Give a verbatim quotation of every record.

____ DATA TO USE

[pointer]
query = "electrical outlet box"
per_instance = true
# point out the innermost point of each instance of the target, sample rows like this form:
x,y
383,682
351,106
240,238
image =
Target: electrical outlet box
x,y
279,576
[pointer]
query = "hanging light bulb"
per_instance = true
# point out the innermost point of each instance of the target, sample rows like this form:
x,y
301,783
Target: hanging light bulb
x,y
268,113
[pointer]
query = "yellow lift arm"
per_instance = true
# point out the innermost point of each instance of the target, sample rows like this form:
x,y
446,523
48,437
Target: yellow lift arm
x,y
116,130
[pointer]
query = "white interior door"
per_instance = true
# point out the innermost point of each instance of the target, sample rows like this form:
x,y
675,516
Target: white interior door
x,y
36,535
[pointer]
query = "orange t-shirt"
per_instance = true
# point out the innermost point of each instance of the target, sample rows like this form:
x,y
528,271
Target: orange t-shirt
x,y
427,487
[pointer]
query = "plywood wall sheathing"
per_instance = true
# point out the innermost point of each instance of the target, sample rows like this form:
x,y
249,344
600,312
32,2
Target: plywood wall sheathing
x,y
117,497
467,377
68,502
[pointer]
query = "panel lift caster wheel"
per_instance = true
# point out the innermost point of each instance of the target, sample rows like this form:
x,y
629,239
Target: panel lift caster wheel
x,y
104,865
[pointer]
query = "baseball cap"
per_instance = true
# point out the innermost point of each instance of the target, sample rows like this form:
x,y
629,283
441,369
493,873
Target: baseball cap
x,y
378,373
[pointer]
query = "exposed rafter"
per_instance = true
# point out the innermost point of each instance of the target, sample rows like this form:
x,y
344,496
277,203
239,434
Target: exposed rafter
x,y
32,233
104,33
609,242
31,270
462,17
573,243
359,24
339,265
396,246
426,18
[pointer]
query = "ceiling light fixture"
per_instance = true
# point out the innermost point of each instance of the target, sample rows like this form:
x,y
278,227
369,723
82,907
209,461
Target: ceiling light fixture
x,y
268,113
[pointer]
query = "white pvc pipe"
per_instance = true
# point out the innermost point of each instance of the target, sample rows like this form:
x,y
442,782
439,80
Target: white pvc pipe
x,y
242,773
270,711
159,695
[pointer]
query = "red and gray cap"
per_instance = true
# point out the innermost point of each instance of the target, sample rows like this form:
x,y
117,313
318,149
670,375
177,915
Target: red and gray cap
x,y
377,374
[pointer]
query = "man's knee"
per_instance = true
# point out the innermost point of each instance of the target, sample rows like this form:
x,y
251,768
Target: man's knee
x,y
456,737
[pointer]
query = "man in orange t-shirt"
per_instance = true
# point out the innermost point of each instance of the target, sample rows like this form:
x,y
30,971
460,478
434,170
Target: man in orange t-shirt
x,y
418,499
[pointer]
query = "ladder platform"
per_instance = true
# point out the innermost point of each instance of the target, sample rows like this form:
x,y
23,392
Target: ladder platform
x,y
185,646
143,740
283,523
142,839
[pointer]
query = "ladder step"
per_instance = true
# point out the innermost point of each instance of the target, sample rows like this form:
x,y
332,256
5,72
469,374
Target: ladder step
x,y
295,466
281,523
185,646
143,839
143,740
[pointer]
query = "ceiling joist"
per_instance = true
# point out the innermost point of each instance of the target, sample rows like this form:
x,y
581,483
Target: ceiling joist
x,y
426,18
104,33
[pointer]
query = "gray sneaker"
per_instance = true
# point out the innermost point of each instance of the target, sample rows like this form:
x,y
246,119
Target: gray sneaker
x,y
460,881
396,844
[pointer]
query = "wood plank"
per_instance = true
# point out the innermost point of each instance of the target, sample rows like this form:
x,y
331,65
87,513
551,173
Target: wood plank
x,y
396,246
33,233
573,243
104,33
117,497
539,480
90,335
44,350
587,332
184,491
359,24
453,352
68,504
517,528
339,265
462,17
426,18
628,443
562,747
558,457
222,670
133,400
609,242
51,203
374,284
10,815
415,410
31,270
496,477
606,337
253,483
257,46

________

> _TASK RESULT_
[pointer]
query = "electrical outlet box"
per_instance = true
# point out the innermost point of each instance of the target, sample rows like this form:
x,y
383,682
351,106
240,238
image =
Target: electrical outlet box
x,y
279,576
[pointer]
query = "hanging light bulb"
per_instance = true
# point out the innermost point of each instance of the target, sample rows like this form:
x,y
301,783
Target: hanging light bulb
x,y
268,113
[pointer]
query = "yellow lift arm"
per_instance = true
# point out the innermost point of each instance of the target, sample rows like this form:
x,y
446,523
48,437
Target: yellow lift arm
x,y
116,130
[pointer]
query = "white interior door"
per_instance = true
# point out the innermost point of each instance of the target, sample rows like this form:
x,y
675,516
Target: white interior door
x,y
36,535
[pointer]
query = "orange t-shirt"
per_instance = true
# point out the innermost point of each instance of the target, sample rows like this form:
x,y
528,271
Target: orange t-shirt
x,y
427,487
[pointer]
query = "plywood wall sheathing"
per_instance = true
# point out the innermost point of each instance of the target, sample rows like this form:
x,y
249,344
600,312
32,2
Target: plywood wall sheathing
x,y
117,497
467,377
68,502
[pointer]
query = "panel lift caster wheel"
per_instance = true
# point out the innermost point of each instance of the target, sample rows like this form:
x,y
629,239
Target: panel lift caster wheel
x,y
104,865
[pointer]
query = "baseball cap"
per_instance = true
# point out the innermost point of each instance of the target, sample rows like this form:
x,y
629,283
441,369
493,873
Target: baseball cap
x,y
378,373
[pointer]
query = "exposed rafter"
per_instance = true
# point out the innermost point of each instance of the target, sample rows like this form:
x,y
344,496
277,203
239,434
Target: exposed rafter
x,y
32,233
104,33
609,242
31,270
462,17
573,243
359,24
339,265
396,246
426,18
[pointer]
query = "ceiling light fixture"
per_instance = true
# point out the innermost point of each instance of the target, sample rows like this form:
x,y
278,227
369,723
82,907
209,461
Target: ceiling light fixture
x,y
268,113
[pointer]
query = "white pvc pipe"
per_instance = true
# point out the innermost point of each instance of the target, sample rows like this form:
x,y
442,782
439,80
Target: white pvc pipe
x,y
242,773
270,711
159,695
[pointer]
query = "red and gray cap"
per_instance = true
# point out the innermost point of each instance of the target, sample rows like this form:
x,y
117,313
318,149
670,375
177,915
Target: red and gray cap
x,y
377,374
[pointer]
query = "man's knee"
per_instance = true
# point out the innermost point of each instance of the target, sample rows like this form:
x,y
251,768
Target: man's knee
x,y
456,737
[pointer]
query = "man in orange t-shirt"
per_instance = true
# point out the innermost point of each instance of the target, sample rows like this form:
x,y
30,971
460,478
434,170
Target: man in orange t-shirt
x,y
418,499
[pointer]
query = "ladder platform"
per_instance = true
# point out the innermost point of each instance of the target, sample rows like this form:
x,y
23,392
Target: ladder platform
x,y
185,646
143,740
283,523
142,839
[pointer]
query = "ladder step"
per_instance = true
# point out the innermost point of each instance of the target, sample rows like this form:
x,y
332,256
5,72
469,374
Target: ladder step
x,y
295,466
281,523
185,646
143,839
143,740
[pointer]
query = "ceiling joist"
per_instance = true
# point out the innermost point of each instance of the target, sample rows like this form:
x,y
581,483
Target: ceiling joist
x,y
426,18
104,33
[pointer]
query = "gray sneaker"
per_instance = true
# point out the innermost point of each instance of the target, sample rows like this form:
x,y
246,119
Target: gray sneaker
x,y
460,881
396,844
[pointer]
query = "wood plank"
per_instance = true
# point out the innermost point of each instance of the target, sample rows like this form:
x,y
331,65
87,513
551,173
Target: wood plank
x,y
396,246
33,233
573,243
104,33
117,497
539,480
90,335
44,350
587,332
184,491
359,24
453,352
68,504
517,528
339,265
462,17
426,18
628,443
562,747
558,457
222,670
133,400
609,242
51,203
374,284
10,815
415,410
31,270
496,477
606,337
253,483
257,46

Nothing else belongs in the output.